= Brief =
All that is required is the number of lines in this listing that hold "Trace".

= Data records =
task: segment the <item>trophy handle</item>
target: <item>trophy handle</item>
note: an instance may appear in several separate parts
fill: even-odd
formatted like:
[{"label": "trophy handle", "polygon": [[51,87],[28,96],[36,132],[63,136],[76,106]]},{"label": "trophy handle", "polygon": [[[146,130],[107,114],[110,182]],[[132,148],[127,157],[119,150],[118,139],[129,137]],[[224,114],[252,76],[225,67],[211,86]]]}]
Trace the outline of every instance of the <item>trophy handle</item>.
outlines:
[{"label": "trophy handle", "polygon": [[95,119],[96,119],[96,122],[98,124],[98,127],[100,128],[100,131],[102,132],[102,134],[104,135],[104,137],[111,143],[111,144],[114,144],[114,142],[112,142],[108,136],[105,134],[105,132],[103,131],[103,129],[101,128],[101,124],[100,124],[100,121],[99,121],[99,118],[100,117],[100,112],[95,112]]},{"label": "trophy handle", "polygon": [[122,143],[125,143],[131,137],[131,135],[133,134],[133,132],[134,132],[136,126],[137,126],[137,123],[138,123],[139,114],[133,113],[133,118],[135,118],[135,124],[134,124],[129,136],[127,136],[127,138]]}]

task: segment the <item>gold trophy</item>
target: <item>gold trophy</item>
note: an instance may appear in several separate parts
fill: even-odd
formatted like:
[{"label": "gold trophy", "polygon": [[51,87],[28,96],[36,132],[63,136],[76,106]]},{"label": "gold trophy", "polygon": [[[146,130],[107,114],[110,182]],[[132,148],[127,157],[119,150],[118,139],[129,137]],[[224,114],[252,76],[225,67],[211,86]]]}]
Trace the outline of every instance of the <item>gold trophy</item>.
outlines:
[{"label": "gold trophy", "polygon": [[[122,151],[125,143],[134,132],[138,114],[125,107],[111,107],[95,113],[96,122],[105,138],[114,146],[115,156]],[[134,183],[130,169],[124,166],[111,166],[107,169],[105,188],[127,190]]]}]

= Task solution =
2